*TAREA*. Reproduce sin cambios el pasaje del texto sobre Podemos que va desde "Por otro lado, Podemos" hasta "histórico centralismo democrático.", ambos incluidos.

En todo caso, y con independencia de la valoración de este periodo de negociaciones, los españoles estamos llamados de nuevo a las urnas en las que deberemos dilucidar si apostamos o no por un cambio en la dirección del país.  Sin duda, mucho se discutirá sobre los aciertos de unos y otros en estas últimas semanas, pero el debate de fondo no puede ser otro que la valoración del mandato del Partido Popular con Mariano Rajoy al frente y la verosimilitud de las ofertas de cambio.

En este sentido, parece claro que Podemos no ha aspirado a acelerar el cambio en España. Su juego ha sido otro: intentar desplazar al PSOE. Obviamente, este objetivo es tan lícito como cualquier otro, pero el ciudadano debe valorar si es mejor superar la legislatura del PP o perpetuarlo por omisión. Y este propósito de la formación morada se le ha hurtado al electorado en las pasadas elecciones y parece que va a intentar hacer lo mismo ahora.

Desde las elecciones europeas, Podemos ha presentado a la ciudadanía tres programas enfrentados entre sí. Si en mayo de 2014 apostaban por nacionalizar la banca, en diciembre ya sólo querían construir una banca pública. Si en mayo de 2014 flirteaban con la salida del euro, algo que aún siguen votando en el Parlamento Europeo, ahora han sacado esa propuesta de la primera línea de parrilla, después del fracaso de sus amigos de Syriza en Grecia. Si en mayo de 2014 apostaban por un proceso constituyente, parece que ahora están más cercanos a una reforma. Los partidos en el poder deben acondicionar sus promesas a una realidad cambiante, a veces demasiado cambiante, pero resultan curiosos estos movimientos fuera de cualquier puesto ejecutivo. Según su criterio, la «vieja política» prometía unas cosas y hacía otras al llegar al poder. Ellos cambian, al albur de las encuestas, antes de tener responsabilidad alguna.

Por otro lado, Podemos nació con el ímpetu también de renovar las maneras de hacer política. Hay quien cree que los partidos de izquierda han vivido un proceso de amodorramiento desde mediados de los noventa que les ha ido restando capacidad de atracción, encorsetados en burocracias muy poderosas. Sin embargo, aunque bien identificado el problema, Podemos se ha transformado en muy poco tiempo en un aparato aún más rígido que los demás. Los sistemas de elección de candidatos, cuando no han sido trucados, han mantenido un modelo mayoritario sin espacio para las minorías, más allá de los ajustes de cuentas que hemos visto recientemente en su cúpula. Este modelo de funcionamiento no sólo no ha constituido un modelo de partido más abierto, sino que adolece de los mismos problemas del histórico centralismo democrático.

*DATOS PROPORCIONADOS*.

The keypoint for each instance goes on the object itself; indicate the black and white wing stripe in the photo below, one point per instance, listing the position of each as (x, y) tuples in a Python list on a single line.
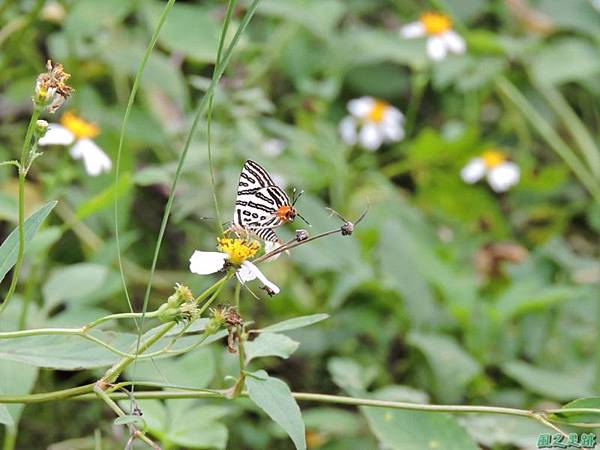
[(258, 199)]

*RESPUESTA ESCRITA*.
Por otro lado, Podemos nació con el ímpetu también de renovar las maneras de hacer política. Hay quien cree que los partidos de izquierda han vivido un proceso de amodorramiento desde mediados de los noventa que les ha ido restando capacidad de atracción, encorsetados en burocracias muy poderosas. Sin embargo, aunque bien identificado el problema, Podemos se ha transformado en muy poco tiempo en un aparato aún más rígido que los demás. Los sistemas de elección de candidatos, cuando no han sido trucados, han mantenido un modelo mayoritario sin espacio para las minorías, más allá de los ajustes de cuentas que hemos visto recientemente en su cúpula. Este modelo de funcionamiento no sólo no ha constituido un modelo de partido más abierto, sino que adolece de los mismos problemas del histórico centralismo democrático.